------ Provided information ------

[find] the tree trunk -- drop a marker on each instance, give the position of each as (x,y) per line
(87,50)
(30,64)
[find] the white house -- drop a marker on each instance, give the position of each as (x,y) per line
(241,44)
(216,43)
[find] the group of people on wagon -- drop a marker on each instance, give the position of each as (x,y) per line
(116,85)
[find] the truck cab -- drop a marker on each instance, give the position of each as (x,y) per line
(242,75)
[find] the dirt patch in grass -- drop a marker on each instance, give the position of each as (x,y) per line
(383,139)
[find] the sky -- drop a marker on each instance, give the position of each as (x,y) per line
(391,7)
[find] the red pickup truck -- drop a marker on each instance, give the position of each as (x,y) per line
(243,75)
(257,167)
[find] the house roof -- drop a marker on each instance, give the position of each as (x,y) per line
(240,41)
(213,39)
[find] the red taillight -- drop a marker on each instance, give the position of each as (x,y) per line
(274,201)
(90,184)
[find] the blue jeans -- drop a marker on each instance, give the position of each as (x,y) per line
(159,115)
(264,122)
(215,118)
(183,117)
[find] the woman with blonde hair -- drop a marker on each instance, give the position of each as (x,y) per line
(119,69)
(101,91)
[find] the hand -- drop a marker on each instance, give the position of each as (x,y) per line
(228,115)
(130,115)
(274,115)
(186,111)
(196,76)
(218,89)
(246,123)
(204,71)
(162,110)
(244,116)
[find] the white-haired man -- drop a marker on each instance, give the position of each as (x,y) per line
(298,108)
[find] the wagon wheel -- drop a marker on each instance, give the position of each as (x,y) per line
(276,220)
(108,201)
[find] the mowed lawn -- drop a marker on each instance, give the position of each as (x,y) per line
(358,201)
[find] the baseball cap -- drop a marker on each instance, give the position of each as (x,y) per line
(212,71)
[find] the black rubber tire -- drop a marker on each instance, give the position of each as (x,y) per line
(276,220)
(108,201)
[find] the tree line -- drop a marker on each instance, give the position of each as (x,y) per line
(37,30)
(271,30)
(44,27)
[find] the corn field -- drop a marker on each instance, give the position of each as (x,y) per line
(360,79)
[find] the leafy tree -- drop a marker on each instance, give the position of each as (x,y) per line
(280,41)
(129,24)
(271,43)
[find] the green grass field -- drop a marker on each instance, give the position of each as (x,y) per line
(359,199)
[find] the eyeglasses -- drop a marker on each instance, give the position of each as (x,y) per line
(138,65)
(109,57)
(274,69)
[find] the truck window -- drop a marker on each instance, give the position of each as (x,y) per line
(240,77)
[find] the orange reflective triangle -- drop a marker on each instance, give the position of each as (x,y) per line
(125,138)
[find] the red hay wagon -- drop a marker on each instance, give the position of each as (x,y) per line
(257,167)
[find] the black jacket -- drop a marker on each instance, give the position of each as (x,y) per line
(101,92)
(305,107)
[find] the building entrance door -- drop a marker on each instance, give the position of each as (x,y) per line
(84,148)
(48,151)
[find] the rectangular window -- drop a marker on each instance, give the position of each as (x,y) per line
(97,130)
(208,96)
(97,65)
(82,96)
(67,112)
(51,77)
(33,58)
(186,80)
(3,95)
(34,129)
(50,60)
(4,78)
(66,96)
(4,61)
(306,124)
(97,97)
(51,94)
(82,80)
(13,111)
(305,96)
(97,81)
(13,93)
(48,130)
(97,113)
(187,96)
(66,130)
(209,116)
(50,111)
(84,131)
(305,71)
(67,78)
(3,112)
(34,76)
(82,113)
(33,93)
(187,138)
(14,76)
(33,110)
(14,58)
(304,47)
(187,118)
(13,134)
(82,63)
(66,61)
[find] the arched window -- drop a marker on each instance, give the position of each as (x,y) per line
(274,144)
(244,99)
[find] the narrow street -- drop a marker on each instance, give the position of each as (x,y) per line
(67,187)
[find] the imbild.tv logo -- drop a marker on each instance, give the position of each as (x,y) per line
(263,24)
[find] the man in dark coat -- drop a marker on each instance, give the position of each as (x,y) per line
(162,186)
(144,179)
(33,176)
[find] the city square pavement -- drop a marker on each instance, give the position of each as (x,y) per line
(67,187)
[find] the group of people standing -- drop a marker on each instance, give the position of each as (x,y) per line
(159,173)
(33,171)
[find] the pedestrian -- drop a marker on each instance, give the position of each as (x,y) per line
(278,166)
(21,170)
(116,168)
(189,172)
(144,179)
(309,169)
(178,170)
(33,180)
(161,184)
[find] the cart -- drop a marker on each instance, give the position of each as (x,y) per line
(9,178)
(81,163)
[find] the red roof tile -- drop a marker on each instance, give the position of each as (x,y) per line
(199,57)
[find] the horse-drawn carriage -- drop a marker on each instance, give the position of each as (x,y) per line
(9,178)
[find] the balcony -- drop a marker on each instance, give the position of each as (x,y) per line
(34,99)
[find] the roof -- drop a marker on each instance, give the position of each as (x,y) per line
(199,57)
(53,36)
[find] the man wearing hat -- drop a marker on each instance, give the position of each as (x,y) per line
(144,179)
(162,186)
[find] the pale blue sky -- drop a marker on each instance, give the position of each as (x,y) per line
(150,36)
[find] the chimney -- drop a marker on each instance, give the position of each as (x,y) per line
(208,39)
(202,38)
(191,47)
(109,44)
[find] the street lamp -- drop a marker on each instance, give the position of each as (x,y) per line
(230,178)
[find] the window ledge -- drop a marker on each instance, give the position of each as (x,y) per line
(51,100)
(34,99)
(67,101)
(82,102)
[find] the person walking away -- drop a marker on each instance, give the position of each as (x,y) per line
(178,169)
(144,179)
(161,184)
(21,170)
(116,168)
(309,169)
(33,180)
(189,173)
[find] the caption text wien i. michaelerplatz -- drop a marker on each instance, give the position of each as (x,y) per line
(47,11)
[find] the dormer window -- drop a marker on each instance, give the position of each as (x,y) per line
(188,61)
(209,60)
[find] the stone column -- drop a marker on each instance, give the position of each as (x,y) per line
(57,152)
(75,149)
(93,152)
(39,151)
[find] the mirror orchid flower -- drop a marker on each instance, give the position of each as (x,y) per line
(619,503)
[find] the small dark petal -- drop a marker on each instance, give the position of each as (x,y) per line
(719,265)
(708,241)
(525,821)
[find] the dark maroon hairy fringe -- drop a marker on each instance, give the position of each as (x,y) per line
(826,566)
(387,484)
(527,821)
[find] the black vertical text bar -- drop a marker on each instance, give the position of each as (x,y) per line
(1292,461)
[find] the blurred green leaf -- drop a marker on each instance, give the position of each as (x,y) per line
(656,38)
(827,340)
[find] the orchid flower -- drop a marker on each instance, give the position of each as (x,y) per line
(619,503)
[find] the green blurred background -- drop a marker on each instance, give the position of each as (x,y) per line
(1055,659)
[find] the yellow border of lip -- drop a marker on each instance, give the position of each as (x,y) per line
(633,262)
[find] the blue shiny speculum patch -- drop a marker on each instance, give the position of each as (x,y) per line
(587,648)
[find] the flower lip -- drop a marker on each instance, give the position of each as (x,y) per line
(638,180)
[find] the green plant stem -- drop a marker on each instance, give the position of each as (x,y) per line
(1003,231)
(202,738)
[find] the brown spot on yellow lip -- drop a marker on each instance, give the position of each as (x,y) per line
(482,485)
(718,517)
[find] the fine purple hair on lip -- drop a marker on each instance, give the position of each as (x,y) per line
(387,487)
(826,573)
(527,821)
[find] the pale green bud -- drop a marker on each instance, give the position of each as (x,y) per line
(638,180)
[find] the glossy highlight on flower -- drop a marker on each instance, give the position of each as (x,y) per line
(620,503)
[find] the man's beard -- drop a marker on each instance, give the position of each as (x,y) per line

------

* _Goal_
Please set down the whole listing above without altering a single line.

* _Written answer_
[find] the tree trunk -- drop a marker on each instance, give the position of each as (x,y) per line
(87,50)
(30,64)
[find] the white house -- drop a marker on each instance, give the position of each as (x,y) per line
(241,44)
(216,43)
[find] the group of people on wagon -- drop a marker on each instance, give the position of each as (x,y) per line
(116,85)
[find] the truck cab -- drop a marker on each instance, give the position of each as (x,y) per line
(242,75)
[find] the dirt patch in grass -- drop a marker on each instance, give the position of each as (x,y) per line
(383,139)
[find] the sky -- drop a marker on each instance, give the position of each as (x,y) per line
(391,7)
[find] the red pickup truck -- drop a marker on each instance, give the position of each as (x,y) per line
(243,75)
(257,167)
[find] the house roof -- drop a marker on each instance, give the position of each as (x,y) per line
(240,41)
(213,39)
[find] the red taillight -- drop a marker on each instance, give the position of each as (x,y) per line
(274,201)
(90,184)
[find] the blue jeans -- drop a marker on each instance, give the position of each as (x,y) per line
(159,115)
(264,122)
(215,118)
(183,117)
[find] the woman with blonde hair -- drop a marker on each instance, give the position of each as (x,y) per line
(119,69)
(101,91)
[find] the hand -- drop a marker on each instance, give the position of each as (x,y) per line
(228,115)
(130,115)
(274,115)
(186,111)
(196,76)
(218,89)
(246,123)
(204,71)
(162,110)
(244,116)
[find] the white-haired man -- drop a marker on each instance, give the position of each as (x,y) per line
(298,108)
[find] the wagon wheel -- drop a marker on each instance, give the position of each as (x,y) per line
(276,220)
(108,201)
[find] the mowed lawn -- drop a marker on each instance, give the position of each as (x,y) per line
(358,201)
[find] the baseball cap -- drop a marker on each instance, give the position of each as (x,y) per line
(212,71)
[find] the black rubber tire -- drop a marker on each instance, give the position of each as (x,y) per line
(276,220)
(108,201)
[find] the tree line -- drop a marker on each instance, give the position of each as (x,y) per line
(37,30)
(271,30)
(44,27)
[find] the corn field -- drop a marker on each instance, give the position of each as (x,y) per line
(360,79)
[find] the leafy tree -- drop a marker on each instance, give the position of each as (x,y) per line
(280,41)
(129,24)
(271,43)
[find] the green grass field -- drop a marker on each instance, give the position of each as (x,y) per line
(359,199)
[find] the eyeglasses -- drop a marker on each instance, give the position of each as (x,y) per line
(138,65)
(109,57)
(274,69)
[find] the truck window -- drop a marker on each instance, give the position of each as (x,y) per line
(240,77)
[find] the orange reflective triangle -- drop a marker on each instance, give the position of each as (x,y) per line
(125,138)
[find] the red hay wagon -- drop a marker on each instance, give the position of each as (x,y) per line
(257,167)
[find] the black jacket -- drop a marker on each instance, give the position of each as (x,y) per line
(101,92)
(305,107)
[find] the building entrance door -- drop a marker on each instance, give the position of each as (x,y) per line
(84,148)
(48,151)
[find] the rectangular window -- drop a marker on each instance, give the position of each as (x,y) per line
(97,130)
(208,96)
(97,65)
(82,96)
(67,112)
(51,77)
(33,58)
(186,80)
(3,95)
(34,129)
(50,60)
(4,78)
(66,96)
(4,61)
(306,124)
(97,97)
(51,94)
(82,80)
(13,111)
(305,96)
(97,81)
(13,93)
(48,130)
(97,113)
(187,96)
(66,130)
(209,116)
(50,111)
(84,131)
(305,71)
(67,78)
(3,112)
(34,76)
(82,113)
(33,93)
(187,138)
(14,76)
(33,110)
(14,58)
(304,47)
(187,118)
(13,134)
(82,63)
(66,61)
[find] the arched window -- drop a marker on each instance, give the position of each as (x,y) per line
(274,144)
(244,99)
[find] the narrow street -- drop a marker on each instance, give the position of each as (x,y) per line
(67,187)
[find] the imbild.tv logo -- drop a marker on each instance, give the position of each as (x,y) per line
(263,24)
[find] the man in dark coat -- drop a marker on each instance, give the position of each as (x,y) per line
(162,186)
(144,179)
(33,176)
[find] the city square pavement -- drop a marker on each instance, give the position of each as (x,y) per line
(67,187)
[find] the group of people standing -- drop a marker on each instance, give the position of each as (x,y) per line
(159,173)
(33,171)
[find] the pedestrian -- drop a marker on each instance, give the position of each as (x,y) per line
(278,166)
(21,170)
(116,168)
(189,172)
(144,179)
(309,169)
(178,170)
(33,180)
(161,184)
[find] the cart -- drop a marker on each instance, give the position of each as (x,y) per line
(9,178)
(81,163)
[find] the red roof tile -- drop a marker on each instance, give the position of each as (x,y) per line
(199,57)
[find] the horse-drawn carriage -- drop a marker on each instance, give the position of each as (x,y) per line
(9,178)
[find] the balcony -- drop a marker on each instance, give the position of each as (x,y) per line
(34,99)
[find] the roof -- drop a marker on each instance, give the position of each as (x,y) per line
(199,57)
(53,36)
[find] the man wearing hat -- drop a marker on each instance, give the position of each as (x,y) per line
(144,179)
(162,186)
[find] the pale blue sky -- drop a marker on each instance, give the position of each as (x,y) per line
(150,36)
[find] the chimney -- drop a marker on each instance, give the position of each as (x,y) per line
(208,39)
(202,38)
(191,47)
(109,44)
[find] the street lamp -- drop a marker on each instance, give the position of each as (x,y) per line
(230,178)
[find] the window ledge -- drop a marker on each instance, give the position of each as (x,y) per line
(51,100)
(34,99)
(67,101)
(82,102)
[find] the person walking away -- drop a marker on each instance, give the position of each as (x,y) per line
(178,169)
(144,179)
(161,184)
(21,170)
(116,168)
(309,169)
(33,180)
(189,173)
[find] the caption text wien i. michaelerplatz -- drop a marker on each instance, give the position of each as (x,y) per line
(47,11)
[find] the dormer window -- drop a marker on each instance, give the position of each as (x,y) per line
(188,61)
(209,60)
[find] the stone column -- drop a marker on each instance, give the position of each as (x,y) per line
(57,152)
(75,149)
(93,152)
(39,151)
[find] the mirror orchid flower -- drop a marker on each instance, give the position of each as (x,y) per line
(619,503)
[find] the small dark petal -- drop a marker on each instance, give the position of each as (x,y) per line
(719,265)
(708,241)
(525,821)
[find] the dark maroon hairy fringe -- drop a marker on each instance, give the position of each as (x,y) per line
(826,566)
(387,484)
(527,821)
[find] the black vertical text bar -- drop a marker on each instance, give the position of each as (x,y) per line
(1292,461)
[find] the blurred green leaf -- drop a marker on each instance, give the position of each as (x,y) per line
(656,38)
(827,340)
[find] the orchid flower -- drop a marker on each instance, give the position of each as (x,y) per line
(619,503)
[find] the green blurred background -- drop a marker on each instance, give the position of each as (x,y) per line
(1055,659)
[find] the yellow border of lip -- drop a marker on each instance, give the position of each as (x,y) per line
(633,262)
[find] the blue shiny speculum patch -- drop a marker on each instance, give the position of each as (x,y) per line
(587,648)
[find] the flower lip -- drop a marker on each instance, give the position of each as (x,y) per line
(638,180)
[find] the green plant stem -- drop a marker on each instance, give the position of each as (x,y) per line
(1003,231)
(202,738)
[find] the brown spot on yellow lip -- drop a marker on each instance, give the position of each as (x,y) per line
(482,485)
(718,517)
[find] the fine purple hair on lip -- drop a marker on each instance, give the position of each as (x,y) per line
(387,487)
(826,573)
(527,821)
[find] the pale green bud -- drop a marker on each instance, give the position of each as (x,y) per line
(638,180)
[find] the glossy highlight on flower -- drop a marker on each instance, give the position of each as (x,y) per line
(620,503)
[find] the man's beard -- drop a marker on each instance, give the position of each as (x,y) per line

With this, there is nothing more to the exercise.